» **Work to do**
Copy out all of the data below, substituting "pin" for each occurrence of "marker" and leaving every other character unchanged.

» **Supplied data**
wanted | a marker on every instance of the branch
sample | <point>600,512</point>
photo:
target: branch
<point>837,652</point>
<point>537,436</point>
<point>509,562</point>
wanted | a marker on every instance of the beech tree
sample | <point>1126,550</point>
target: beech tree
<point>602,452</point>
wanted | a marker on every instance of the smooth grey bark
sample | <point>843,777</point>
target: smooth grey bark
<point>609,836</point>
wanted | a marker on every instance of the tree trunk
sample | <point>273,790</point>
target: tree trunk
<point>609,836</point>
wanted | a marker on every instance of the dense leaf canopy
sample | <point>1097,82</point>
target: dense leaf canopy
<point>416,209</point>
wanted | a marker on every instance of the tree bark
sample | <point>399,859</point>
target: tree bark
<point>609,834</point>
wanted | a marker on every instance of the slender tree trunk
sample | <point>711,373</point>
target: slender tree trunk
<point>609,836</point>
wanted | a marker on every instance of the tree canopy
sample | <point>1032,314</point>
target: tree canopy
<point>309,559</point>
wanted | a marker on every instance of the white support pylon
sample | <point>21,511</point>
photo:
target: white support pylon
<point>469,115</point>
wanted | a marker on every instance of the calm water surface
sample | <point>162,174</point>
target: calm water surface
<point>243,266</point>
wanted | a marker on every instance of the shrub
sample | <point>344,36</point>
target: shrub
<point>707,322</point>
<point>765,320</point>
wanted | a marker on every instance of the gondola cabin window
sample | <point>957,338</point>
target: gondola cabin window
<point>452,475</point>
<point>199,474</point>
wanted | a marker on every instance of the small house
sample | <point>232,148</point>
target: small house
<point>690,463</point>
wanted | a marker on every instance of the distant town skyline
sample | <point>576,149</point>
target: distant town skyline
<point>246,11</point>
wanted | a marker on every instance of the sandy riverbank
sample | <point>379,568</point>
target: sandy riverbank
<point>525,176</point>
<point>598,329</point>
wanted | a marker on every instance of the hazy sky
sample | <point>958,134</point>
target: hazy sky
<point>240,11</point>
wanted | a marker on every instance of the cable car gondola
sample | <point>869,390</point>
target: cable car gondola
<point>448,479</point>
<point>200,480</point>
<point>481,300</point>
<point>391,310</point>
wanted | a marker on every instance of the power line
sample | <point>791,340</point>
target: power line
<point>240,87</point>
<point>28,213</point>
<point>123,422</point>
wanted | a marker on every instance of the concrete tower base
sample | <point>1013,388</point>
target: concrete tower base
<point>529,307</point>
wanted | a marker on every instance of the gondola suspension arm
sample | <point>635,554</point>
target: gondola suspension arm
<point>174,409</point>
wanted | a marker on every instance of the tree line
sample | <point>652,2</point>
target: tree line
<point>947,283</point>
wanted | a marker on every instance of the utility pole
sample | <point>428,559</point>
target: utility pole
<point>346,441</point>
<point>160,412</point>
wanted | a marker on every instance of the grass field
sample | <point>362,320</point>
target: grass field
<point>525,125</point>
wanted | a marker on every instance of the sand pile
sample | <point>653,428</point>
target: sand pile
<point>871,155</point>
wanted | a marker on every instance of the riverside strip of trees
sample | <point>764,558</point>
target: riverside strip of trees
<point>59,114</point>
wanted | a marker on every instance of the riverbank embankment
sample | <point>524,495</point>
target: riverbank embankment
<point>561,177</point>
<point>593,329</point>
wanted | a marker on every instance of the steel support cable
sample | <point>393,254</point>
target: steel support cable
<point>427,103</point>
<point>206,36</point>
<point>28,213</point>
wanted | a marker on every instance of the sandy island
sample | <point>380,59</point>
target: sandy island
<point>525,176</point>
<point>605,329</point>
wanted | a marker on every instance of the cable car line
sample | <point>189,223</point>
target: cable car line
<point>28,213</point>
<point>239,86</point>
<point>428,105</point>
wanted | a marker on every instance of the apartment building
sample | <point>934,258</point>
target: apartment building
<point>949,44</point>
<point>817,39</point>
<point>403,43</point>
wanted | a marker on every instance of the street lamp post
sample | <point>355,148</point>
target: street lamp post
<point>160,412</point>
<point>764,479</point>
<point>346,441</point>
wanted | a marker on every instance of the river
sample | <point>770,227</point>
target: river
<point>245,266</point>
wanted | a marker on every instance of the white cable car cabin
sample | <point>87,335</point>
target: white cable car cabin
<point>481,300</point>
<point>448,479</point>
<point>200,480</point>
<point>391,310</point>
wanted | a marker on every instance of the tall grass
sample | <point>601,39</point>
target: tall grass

» **Expected answer**
wanted | a pin on every instance of the branch
sample | <point>600,512</point>
photo:
target: branch
<point>837,652</point>
<point>537,436</point>
<point>509,562</point>
wanted | a pin on every instance of the beech tree
sample | <point>1126,550</point>
target: beech tree
<point>602,452</point>
wanted | a pin on every instance of the smooth grey bark
sample | <point>843,777</point>
target: smooth grey bark
<point>609,836</point>
wanted | a pin on every instance of the tree trunk
sample | <point>273,790</point>
target: tree trunk
<point>609,836</point>
wanted | a pin on every instance of the dense leaf canopy
sample | <point>1097,82</point>
target: dense leaf canopy
<point>416,209</point>
wanted | a pin on every instance of the tree bark
sample | <point>399,859</point>
target: tree bark
<point>609,834</point>
wanted | a pin on every instance of the slender tree trunk
sample | <point>711,373</point>
target: slender tree trunk
<point>609,836</point>
wanted | a pin on every instance of the tree canopy
sample | <point>1032,314</point>
target: tree canopy
<point>309,559</point>
wanted | a pin on every instance of the white support pylon
sample | <point>21,511</point>
photo:
target: white support pylon
<point>469,115</point>
wanted | a pin on every instance of the calm water surface
sample | <point>162,174</point>
target: calm water surface
<point>243,266</point>
wanted | a pin on every instance of the shrub
sample | <point>344,36</point>
target: shrub
<point>707,322</point>
<point>765,320</point>
wanted | a pin on every instance of the gondola cabin window
sample | <point>957,338</point>
target: gondola cabin window
<point>452,475</point>
<point>199,474</point>
wanted | a pin on every instance of the small house
sample | <point>232,148</point>
target: small house
<point>690,463</point>
wanted | a pin on every instance of the distant town skyline
sample | <point>576,149</point>
target: distant town skyline
<point>246,11</point>
wanted | a pin on every instance of the sandy riverbank
sample | <point>379,568</point>
target: sandy riverbank
<point>525,176</point>
<point>598,329</point>
wanted | a pin on every instance of the hazy sky
sample | <point>958,134</point>
target: hazy sky
<point>240,11</point>
wanted | a pin on every instance of the cable car gondola
sample | <point>869,390</point>
target: cable car gondola
<point>448,479</point>
<point>200,480</point>
<point>481,300</point>
<point>391,310</point>
wanted | a pin on every instance of the power line
sample | <point>791,340</point>
target: power line
<point>240,87</point>
<point>28,213</point>
<point>123,422</point>
wanted | a pin on every instance of the concrete tower base
sample | <point>1013,388</point>
target: concrete tower base
<point>529,307</point>
wanted | a pin on every instance of the gondola suspension arm
sample | <point>635,554</point>
target: gondola suspension arm
<point>174,409</point>
wanted | a pin on every instance of the tree line
sample | <point>652,2</point>
target: tree line
<point>947,283</point>
wanted | a pin on every instance of the utility pole
sample | <point>428,559</point>
target: utility pole
<point>346,441</point>
<point>160,412</point>
wanted | a pin on every instance of the grass field
sample | <point>362,320</point>
target: grass field
<point>525,125</point>
wanted | a pin on every instance of the sand pile
sample | <point>653,428</point>
target: sand pile
<point>871,155</point>
wanted | a pin on every instance of the riverside strip of trees
sample | <point>764,558</point>
target: riverside strip of trees
<point>59,114</point>
wanted | a pin on every instance of the riverbank embankment
sample | <point>524,495</point>
target: riverbank embankment
<point>561,177</point>
<point>593,329</point>
wanted | a pin on every instance of the steel support cable
sample | <point>393,254</point>
target: steel support cable
<point>427,103</point>
<point>206,36</point>
<point>28,213</point>
wanted | a pin on every instance of the sandy island
sample | <point>380,59</point>
target: sandy island
<point>525,176</point>
<point>605,329</point>
wanted | a pin on every instance of the cable car line
sample | <point>189,223</point>
target: cable car line
<point>28,213</point>
<point>239,86</point>
<point>428,105</point>
wanted | a pin on every instance of the apartment building
sample | <point>934,258</point>
target: apartment building
<point>949,44</point>
<point>817,39</point>
<point>403,43</point>
wanted | a pin on every instance of the street lamp post
sample | <point>355,148</point>
target: street lamp post
<point>160,412</point>
<point>764,479</point>
<point>346,441</point>
wanted | a pin on every instance of the river
sample | <point>770,227</point>
target: river
<point>245,266</point>
wanted | a pin on every instance of the white cable car cabin
sample | <point>87,335</point>
target: white cable car cabin
<point>481,300</point>
<point>448,479</point>
<point>200,480</point>
<point>391,310</point>
wanted | a pin on every instance of the tall grass
sample | <point>601,39</point>
target: tall grass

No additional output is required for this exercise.